_PROBLEM TO WORK ON_: Lay out the entries from the line that has "locate the pile" through the line that has "0, 220, 893, 1275" as a two-column CSV headed input and output. Give one row per entry, with its text and its answer each in a single quoted field and any line breaks replaced by spaces.
_ _ _ _
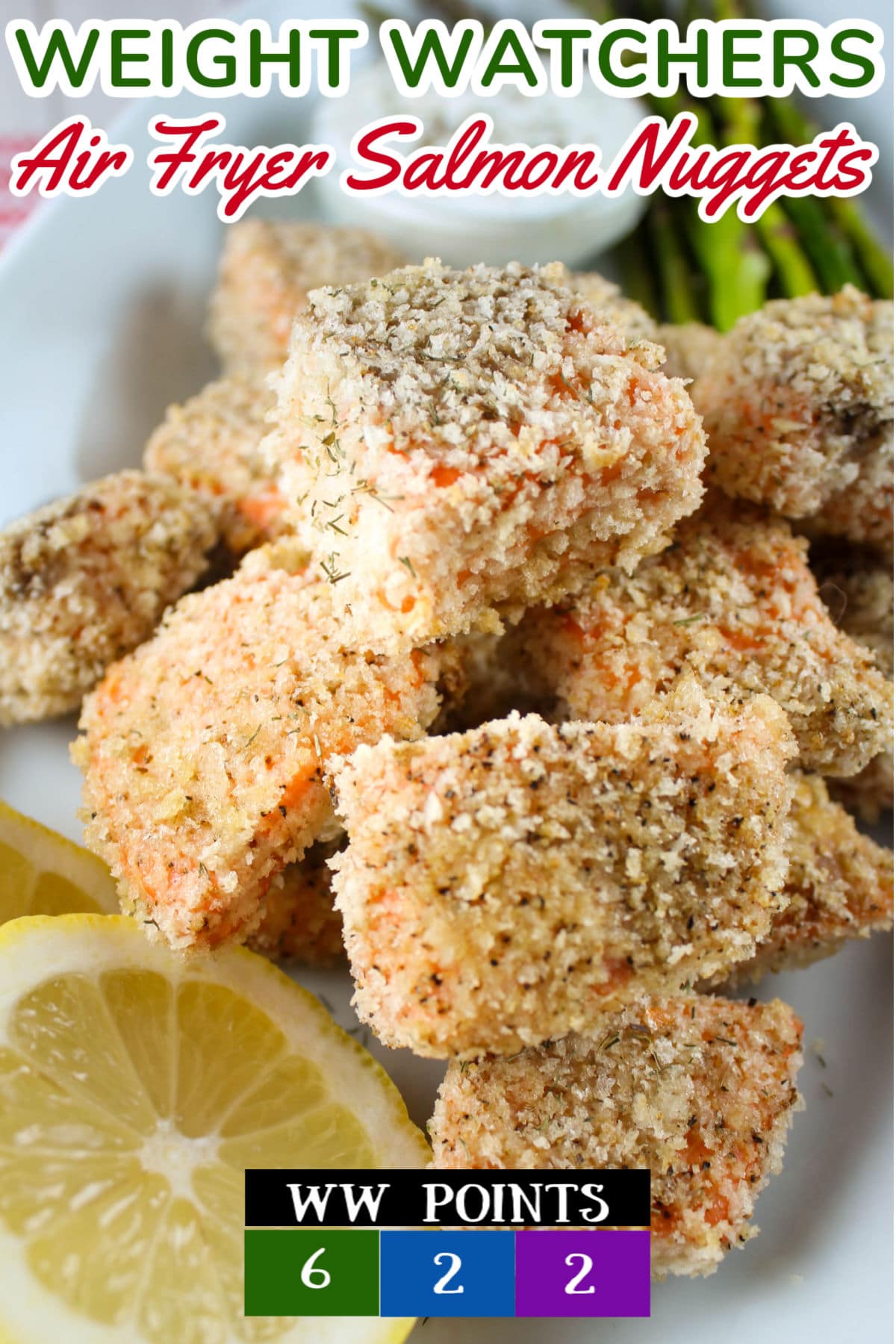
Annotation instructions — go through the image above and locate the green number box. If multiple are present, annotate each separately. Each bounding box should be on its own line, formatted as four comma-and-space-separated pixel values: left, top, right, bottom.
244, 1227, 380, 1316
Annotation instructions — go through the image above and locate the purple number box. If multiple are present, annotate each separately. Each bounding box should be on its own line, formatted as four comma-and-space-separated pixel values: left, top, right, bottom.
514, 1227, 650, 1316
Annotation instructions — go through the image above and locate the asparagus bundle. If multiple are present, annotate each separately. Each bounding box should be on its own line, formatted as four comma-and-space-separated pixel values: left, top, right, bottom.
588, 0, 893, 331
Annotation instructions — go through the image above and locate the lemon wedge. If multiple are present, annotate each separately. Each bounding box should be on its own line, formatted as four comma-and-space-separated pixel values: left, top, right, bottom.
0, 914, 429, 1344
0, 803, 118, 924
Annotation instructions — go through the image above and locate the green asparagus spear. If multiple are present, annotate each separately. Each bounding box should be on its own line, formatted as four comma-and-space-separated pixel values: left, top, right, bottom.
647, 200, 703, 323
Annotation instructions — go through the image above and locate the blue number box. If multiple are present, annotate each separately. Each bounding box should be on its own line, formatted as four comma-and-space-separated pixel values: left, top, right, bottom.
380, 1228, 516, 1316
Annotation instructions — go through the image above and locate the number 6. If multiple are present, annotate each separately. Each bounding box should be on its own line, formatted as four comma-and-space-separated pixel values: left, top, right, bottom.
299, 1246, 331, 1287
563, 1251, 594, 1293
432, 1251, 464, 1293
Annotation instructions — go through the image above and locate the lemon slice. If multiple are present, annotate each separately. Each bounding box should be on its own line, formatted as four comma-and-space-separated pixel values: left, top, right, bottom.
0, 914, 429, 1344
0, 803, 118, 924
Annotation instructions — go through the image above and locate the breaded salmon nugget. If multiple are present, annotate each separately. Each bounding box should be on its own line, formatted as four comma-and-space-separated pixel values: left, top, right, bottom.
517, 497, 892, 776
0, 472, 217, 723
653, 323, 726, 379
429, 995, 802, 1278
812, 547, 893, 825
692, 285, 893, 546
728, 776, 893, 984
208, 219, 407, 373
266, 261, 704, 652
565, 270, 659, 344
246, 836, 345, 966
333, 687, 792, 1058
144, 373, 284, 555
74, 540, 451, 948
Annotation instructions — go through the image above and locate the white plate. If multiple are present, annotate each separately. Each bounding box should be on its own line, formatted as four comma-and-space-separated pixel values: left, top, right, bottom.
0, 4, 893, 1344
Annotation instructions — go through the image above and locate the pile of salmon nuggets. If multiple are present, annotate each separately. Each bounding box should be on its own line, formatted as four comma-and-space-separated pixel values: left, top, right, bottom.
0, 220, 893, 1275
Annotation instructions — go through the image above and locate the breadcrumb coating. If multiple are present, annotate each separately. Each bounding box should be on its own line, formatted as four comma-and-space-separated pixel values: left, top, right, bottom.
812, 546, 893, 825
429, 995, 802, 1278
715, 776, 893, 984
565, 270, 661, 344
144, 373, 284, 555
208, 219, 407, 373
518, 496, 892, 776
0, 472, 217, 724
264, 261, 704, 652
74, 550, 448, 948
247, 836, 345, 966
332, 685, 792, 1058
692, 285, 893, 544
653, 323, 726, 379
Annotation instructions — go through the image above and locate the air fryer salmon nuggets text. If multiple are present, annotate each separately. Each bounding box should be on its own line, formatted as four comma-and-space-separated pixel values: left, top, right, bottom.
_ _ _ _
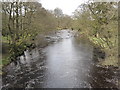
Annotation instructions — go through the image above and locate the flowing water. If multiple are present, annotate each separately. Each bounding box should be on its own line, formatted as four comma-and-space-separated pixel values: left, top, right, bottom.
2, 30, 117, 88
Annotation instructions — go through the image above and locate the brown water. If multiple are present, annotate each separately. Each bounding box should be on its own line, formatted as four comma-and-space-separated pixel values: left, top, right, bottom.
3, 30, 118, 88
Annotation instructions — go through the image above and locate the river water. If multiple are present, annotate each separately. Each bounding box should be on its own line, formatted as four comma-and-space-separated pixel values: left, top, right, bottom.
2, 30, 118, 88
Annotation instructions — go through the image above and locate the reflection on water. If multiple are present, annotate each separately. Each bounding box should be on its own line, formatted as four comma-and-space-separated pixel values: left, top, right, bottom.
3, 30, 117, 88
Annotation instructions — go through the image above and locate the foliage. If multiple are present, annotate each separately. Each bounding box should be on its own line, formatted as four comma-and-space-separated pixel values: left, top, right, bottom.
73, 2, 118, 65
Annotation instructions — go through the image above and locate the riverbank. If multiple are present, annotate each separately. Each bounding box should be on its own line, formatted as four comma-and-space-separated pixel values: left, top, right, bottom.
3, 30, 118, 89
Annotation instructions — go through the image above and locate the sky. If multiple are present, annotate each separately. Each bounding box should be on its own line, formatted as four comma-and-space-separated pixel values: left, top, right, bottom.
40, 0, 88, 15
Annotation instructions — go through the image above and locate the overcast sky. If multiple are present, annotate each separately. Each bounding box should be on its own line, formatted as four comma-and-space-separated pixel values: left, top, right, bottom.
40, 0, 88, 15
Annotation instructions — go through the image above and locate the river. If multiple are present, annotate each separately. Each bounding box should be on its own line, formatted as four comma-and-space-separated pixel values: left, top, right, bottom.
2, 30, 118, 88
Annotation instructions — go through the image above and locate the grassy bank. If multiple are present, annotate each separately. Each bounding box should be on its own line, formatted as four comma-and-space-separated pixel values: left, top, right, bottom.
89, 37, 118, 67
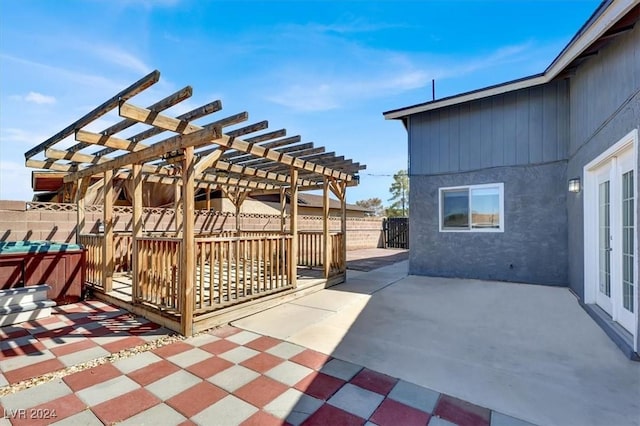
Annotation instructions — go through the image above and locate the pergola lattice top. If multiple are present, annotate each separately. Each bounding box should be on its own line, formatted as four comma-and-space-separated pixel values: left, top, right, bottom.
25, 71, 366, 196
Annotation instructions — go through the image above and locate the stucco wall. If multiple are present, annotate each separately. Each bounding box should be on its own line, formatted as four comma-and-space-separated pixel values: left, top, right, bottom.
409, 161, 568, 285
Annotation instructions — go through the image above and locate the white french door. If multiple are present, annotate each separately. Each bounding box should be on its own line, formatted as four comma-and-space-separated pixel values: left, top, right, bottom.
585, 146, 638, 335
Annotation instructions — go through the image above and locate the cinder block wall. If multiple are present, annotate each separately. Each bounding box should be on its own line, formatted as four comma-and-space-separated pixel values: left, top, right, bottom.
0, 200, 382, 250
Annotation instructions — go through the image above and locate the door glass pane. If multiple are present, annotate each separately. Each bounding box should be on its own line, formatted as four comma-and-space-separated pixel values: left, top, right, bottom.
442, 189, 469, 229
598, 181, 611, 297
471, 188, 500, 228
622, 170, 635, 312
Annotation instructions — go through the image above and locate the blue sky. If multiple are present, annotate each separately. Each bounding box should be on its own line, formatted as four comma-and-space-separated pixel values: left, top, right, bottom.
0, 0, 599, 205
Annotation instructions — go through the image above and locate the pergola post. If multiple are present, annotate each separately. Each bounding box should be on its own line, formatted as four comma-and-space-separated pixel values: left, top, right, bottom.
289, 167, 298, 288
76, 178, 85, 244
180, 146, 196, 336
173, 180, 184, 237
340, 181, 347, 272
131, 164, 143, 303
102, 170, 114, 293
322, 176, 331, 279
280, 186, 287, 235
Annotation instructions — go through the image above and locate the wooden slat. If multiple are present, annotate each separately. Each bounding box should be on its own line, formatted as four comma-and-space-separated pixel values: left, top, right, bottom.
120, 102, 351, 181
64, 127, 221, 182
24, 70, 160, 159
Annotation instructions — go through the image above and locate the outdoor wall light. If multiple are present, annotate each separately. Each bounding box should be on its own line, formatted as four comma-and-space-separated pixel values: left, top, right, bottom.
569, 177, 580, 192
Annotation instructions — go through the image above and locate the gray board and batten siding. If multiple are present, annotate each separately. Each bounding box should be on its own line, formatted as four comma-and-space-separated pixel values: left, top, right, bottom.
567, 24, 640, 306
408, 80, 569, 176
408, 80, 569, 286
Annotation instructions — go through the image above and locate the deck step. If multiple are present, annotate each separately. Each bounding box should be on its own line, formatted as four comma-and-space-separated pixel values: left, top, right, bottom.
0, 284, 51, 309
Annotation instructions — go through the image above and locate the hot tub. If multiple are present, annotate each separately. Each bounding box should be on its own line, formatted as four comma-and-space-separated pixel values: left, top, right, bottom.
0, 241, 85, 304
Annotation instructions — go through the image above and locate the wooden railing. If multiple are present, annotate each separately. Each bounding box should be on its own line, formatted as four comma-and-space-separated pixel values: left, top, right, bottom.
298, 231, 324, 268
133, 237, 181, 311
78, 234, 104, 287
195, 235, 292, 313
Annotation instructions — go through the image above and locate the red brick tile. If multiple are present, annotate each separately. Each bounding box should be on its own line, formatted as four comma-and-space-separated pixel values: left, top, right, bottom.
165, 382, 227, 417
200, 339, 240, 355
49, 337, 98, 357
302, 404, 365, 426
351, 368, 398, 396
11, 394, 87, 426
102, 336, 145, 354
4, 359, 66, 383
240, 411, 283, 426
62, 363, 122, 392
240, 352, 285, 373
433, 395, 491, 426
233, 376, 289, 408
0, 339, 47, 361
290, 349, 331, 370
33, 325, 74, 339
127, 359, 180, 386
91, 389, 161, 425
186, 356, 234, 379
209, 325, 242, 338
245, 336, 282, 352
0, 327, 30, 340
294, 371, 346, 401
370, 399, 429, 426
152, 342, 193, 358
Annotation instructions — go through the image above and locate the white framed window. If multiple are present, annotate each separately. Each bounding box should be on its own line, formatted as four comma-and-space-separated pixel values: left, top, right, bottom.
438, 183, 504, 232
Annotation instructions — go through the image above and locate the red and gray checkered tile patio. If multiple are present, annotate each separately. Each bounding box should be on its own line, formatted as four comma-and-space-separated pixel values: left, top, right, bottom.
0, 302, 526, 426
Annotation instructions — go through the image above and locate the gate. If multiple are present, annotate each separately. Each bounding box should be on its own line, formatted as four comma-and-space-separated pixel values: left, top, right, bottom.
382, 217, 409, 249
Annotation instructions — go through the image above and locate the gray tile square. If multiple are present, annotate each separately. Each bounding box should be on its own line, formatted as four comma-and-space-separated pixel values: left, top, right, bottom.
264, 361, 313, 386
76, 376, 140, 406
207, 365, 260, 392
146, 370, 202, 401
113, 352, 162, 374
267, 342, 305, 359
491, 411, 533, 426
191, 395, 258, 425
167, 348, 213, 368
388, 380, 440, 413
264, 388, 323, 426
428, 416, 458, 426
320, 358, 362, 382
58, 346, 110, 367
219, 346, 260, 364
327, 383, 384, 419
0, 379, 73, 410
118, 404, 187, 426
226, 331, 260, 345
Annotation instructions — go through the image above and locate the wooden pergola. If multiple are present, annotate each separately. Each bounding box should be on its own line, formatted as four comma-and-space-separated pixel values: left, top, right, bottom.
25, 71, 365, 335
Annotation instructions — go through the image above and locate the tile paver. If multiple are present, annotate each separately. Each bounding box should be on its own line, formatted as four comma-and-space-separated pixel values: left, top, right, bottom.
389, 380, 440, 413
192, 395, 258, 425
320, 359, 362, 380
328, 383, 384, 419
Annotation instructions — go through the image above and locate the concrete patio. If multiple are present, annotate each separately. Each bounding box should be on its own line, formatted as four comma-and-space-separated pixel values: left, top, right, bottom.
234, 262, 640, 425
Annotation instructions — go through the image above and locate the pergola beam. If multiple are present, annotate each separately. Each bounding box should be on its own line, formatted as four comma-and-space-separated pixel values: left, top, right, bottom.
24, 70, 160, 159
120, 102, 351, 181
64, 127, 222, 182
_ _ _ _
_CORRECT RESPONSE_:
input,output
"Annotation instructions — go through the image above and locate the pile of salmon nuggets. If multiple are present, annotate each separately. Each bounding box should be on its own line, formatted as four comma-and-space-separated pixel values: left, top, right, bottom.","0, 220, 893, 1275"